Text -
----------------------------------------

As a partner in America Online's Career Center, I received several e-mails each day asking simple questions about cover letters. Here are answers to 12 frequently asked questions:

Q: When writing a cover letter should you be confident and full of yourself? Will this sway the employer in either direction?

A: You should be confident and purposeful, but not arrogant.


Q: What is the proper salutation when the person is unknown? Dear Sir or Madam? I never have liked Madam.

A: Try one of these: Dear Manager:, Dear Hiring Manager:, Dear Executive:, or Dear Recruiter:.


Q: I am having problems handling the "send cover letter with salary history" issue. How do you address this? Employment counselors have told me never to put salary in a cover letter. On the other hand, I have been told by employers that if they request salary history and the prospect fails to include it, they overlook the candidate. HELP!!

A: It's a double bind—and there's no way to win. If you don't include salary history, they may screen you out for not following directions. If you do include it, you could be screened out because you're too expensive. Best bet: put something in. Admit you've been earning $20,000, if you're happy with that. In the letter, say something like: "My compensation in recent years has been in the $17-20,000 range." That might cover you if they want to pay less. If you're brave, you could say, "My compensation in recent years has been in the $17-22,000 range." That way they might possibly pay you more.


Q: I was wondering if you could help me with a tactful way to state in my cover letter not to contact current employer because that employer doesn't know I am shopping for better employment and may leave my job? How do you ask for "confidentiality" without sounding sneaky??

A: Asking for confidentiality doesn't sound "sneaky." It's standard business practice and it's done all the time. On the line right before "Dear Mr. Smith," type PERSONAL AND CONFIDENTIAL in all caps, and underline it. At the end of the letter, after your signature, type something like: "P.S. For obvious reasons, I must request absolute confidentiality."


Q: I am a recent graduate of a Master's program in education at Hunter College (in New York City) with one year's experience as an assistant teacher. I am looking for advice on writing a cover letter to go to the district education offices and several schools in NYC. I would also like to review some sample letters that fit my situation, however, most of the letters I find are geared toward business people. Do you have any quick suggestions?

A: It's important to personalize the letter so the reader understands the emotional reason(s) for your application. What's your mission, purpose, cause? What's driving you? Did a teacher change your life? Do you come from a family of teachers? Why do you think you can make a difference? Explain this in your letter, and keep it SHORT.


Q: I faxed a cover letter to a company in response to an ad in the New York Times. I wrote that I will give them a call to discuss the job in more detail, but I just realized that the phone number, name of the company, or contact person is not advertised in the paper. I only have the fax number. Any suggestions on what to do now?

----------------------------------------

Recorded data -

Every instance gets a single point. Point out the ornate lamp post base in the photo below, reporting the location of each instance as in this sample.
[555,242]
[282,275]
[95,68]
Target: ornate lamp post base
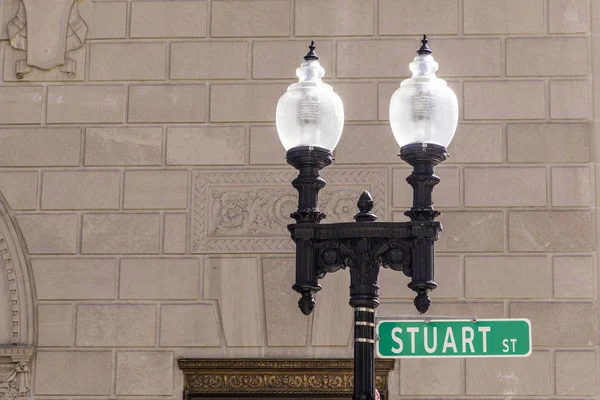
[364,247]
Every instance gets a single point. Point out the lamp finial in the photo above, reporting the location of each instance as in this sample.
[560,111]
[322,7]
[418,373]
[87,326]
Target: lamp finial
[424,48]
[311,55]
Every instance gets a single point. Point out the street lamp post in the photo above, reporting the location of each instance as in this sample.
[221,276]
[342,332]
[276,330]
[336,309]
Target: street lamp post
[310,119]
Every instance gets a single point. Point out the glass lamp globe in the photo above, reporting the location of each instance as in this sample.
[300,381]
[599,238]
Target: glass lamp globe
[424,109]
[310,113]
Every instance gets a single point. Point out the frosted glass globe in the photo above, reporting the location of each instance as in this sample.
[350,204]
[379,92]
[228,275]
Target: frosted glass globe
[424,109]
[310,113]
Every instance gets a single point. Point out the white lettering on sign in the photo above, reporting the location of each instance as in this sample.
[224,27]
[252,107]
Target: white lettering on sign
[426,340]
[505,348]
[449,341]
[396,338]
[412,332]
[467,339]
[484,330]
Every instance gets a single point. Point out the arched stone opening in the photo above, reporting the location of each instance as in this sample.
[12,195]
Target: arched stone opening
[16,311]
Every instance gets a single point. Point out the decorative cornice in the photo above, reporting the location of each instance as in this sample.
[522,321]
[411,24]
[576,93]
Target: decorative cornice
[265,377]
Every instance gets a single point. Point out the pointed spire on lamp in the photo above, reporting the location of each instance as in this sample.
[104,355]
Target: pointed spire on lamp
[424,48]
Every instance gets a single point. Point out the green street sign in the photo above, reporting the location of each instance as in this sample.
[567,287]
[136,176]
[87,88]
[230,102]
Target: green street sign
[454,338]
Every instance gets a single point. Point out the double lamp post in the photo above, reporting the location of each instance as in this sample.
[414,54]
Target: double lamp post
[310,119]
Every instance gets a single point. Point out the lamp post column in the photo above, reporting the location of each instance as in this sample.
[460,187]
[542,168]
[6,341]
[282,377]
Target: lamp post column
[364,297]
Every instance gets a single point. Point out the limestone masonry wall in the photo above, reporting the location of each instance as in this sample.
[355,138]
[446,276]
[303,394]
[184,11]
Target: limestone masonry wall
[152,193]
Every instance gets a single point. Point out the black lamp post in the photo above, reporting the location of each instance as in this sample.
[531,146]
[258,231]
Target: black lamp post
[423,115]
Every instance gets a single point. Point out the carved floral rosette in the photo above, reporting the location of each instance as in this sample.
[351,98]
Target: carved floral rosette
[248,211]
[324,377]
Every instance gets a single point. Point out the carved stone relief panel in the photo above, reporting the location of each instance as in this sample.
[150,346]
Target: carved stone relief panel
[15,372]
[47,30]
[248,211]
[280,378]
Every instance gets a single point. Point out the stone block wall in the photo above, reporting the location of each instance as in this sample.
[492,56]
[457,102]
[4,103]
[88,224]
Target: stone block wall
[152,193]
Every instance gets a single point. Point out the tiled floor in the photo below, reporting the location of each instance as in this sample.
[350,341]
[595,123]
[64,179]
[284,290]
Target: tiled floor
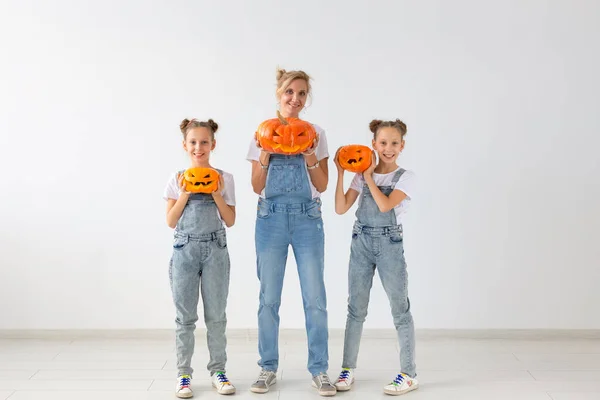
[451,366]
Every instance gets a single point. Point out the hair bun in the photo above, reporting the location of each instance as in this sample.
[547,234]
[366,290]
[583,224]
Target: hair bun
[280,73]
[184,125]
[213,125]
[374,125]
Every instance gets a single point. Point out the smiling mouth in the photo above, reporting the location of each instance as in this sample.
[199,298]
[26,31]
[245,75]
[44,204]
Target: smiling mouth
[354,161]
[203,183]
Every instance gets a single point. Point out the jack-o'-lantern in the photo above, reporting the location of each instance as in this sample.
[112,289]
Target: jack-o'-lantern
[355,158]
[201,180]
[285,135]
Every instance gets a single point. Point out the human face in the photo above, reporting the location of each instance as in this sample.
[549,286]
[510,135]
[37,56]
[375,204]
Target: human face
[388,144]
[198,144]
[293,98]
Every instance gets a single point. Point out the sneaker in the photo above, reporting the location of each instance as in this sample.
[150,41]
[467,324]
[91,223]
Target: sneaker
[222,384]
[345,380]
[184,389]
[402,384]
[265,379]
[323,385]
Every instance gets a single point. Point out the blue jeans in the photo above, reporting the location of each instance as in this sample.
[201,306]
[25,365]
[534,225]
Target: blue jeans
[200,267]
[277,226]
[381,249]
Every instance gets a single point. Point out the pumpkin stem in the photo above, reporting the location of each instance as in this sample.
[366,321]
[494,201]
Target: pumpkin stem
[283,120]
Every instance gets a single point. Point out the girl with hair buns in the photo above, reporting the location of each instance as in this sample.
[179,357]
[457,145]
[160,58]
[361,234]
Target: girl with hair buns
[200,258]
[385,192]
[289,213]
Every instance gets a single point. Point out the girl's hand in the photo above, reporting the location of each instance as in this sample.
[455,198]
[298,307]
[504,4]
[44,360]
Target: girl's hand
[220,186]
[337,161]
[311,150]
[182,190]
[369,171]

----------------------------------------

Set down the passage of the cover letter text from "Q: I was wondering" up to and including "without sounding sneaky??", word for word.

Answer below -
Q: I was wondering if you could help me with a tactful way to state in my cover letter not to contact current employer because that employer doesn't know I am shopping for better employment and may leave my job? How do you ask for "confidentiality" without sounding sneaky??